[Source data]
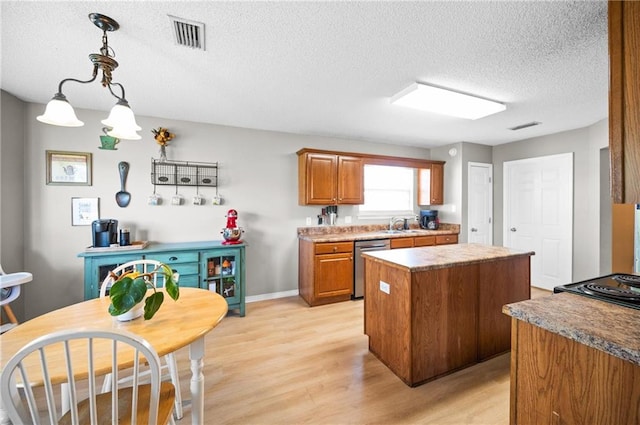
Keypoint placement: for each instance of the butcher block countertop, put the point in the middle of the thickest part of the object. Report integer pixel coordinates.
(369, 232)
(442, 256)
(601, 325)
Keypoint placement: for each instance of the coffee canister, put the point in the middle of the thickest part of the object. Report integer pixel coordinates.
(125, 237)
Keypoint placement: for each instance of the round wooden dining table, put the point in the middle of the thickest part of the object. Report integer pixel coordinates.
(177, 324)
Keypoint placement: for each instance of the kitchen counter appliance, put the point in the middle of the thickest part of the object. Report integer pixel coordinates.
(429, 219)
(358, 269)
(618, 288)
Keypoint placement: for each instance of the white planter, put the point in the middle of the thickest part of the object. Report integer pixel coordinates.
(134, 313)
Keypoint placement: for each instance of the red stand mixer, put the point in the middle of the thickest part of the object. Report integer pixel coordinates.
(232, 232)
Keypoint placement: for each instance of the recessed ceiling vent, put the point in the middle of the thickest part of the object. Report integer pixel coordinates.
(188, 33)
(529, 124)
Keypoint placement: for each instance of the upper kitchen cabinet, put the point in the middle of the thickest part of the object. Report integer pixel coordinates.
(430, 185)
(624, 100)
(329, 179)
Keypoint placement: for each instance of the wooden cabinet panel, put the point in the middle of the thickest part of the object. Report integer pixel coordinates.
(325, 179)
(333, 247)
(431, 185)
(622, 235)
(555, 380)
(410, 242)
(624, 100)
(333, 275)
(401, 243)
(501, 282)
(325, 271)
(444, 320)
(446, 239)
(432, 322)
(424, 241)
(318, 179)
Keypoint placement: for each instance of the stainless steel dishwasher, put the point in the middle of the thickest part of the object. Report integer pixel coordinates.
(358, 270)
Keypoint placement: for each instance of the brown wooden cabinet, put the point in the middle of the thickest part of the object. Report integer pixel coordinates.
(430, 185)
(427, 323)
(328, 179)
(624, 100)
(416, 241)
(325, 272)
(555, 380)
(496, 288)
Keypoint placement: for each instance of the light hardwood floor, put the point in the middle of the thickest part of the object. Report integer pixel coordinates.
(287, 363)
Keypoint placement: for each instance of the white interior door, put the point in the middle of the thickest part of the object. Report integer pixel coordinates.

• _REQUEST_: Could you copy all of the records above word for word, leaving the pictures out?

• _PROBLEM SOLUTION_:
Keypoint placement: for each instance of the butcher block countertop, put the point in the middle of the thickest part of the object. Report integer pixel coordinates.
(369, 232)
(442, 256)
(601, 325)
Keypoint placement: for each instance of the coffee canister, put the point in the middle of the thickest part of the object. Report integer pixel coordinates.
(125, 237)
Keypoint placement: for each instance of the round wooden dining table, put the point in the middle of the thickest part of the object. Report integer pixel coordinates.
(177, 324)
Keypoint placement: for each instance of the kitchen counter appliance, put the point in the middle of the thickest part of the object. Report integer pixel coordinates.
(429, 219)
(358, 269)
(618, 288)
Keypoint placement: for each instance of the white planter, put the point in the middle of the thickest part of the object. Report integer pixel coordinates.
(134, 313)
Keypoint placement: for each instance of the red stand mixer, put the point in the middle of the thickest part of the object. Report integer pixel coordinates.
(232, 232)
Keypoint placement: for each instance of the recessed ceiling vent, put the point in the middle of the thickest part of the object. Report integer pixel coordinates.
(188, 33)
(529, 124)
Keypoint placement: for each instance of the upper kitchen cabinet, put the point in the middle of the thickest part of the object. Report integer pixel coordinates.
(430, 185)
(624, 100)
(329, 179)
Keypoint placement: for each instance of the wooden cabinet panel, put the point in the middle of the thickest part of the object. Report integer pixel coordinates.
(325, 179)
(333, 247)
(431, 185)
(622, 235)
(555, 380)
(410, 242)
(624, 100)
(333, 275)
(401, 243)
(501, 282)
(325, 271)
(444, 320)
(446, 239)
(432, 322)
(424, 241)
(318, 179)
Keypoint placement: for each instance of the stainless steel dishwasher, put the point in the middle of the thickest part of the object. Report integer pixel coordinates.
(358, 270)
Keypoint placement: for each instance of the brown wooden cabinet, put the point in the middle of the thickest part of the object. Report integer pixel coordinates.
(430, 185)
(427, 323)
(328, 179)
(624, 100)
(416, 241)
(325, 272)
(555, 380)
(496, 288)
Keypoint placement: for each instance of the light hardwood floor, put the point in the middle of the thickest part of the object. Report integer pixel coordinates.
(287, 363)
Keypoint placement: for each instance of the white interior door, put the point in the middle of the thickest part of the object. Report integer pixel coordinates.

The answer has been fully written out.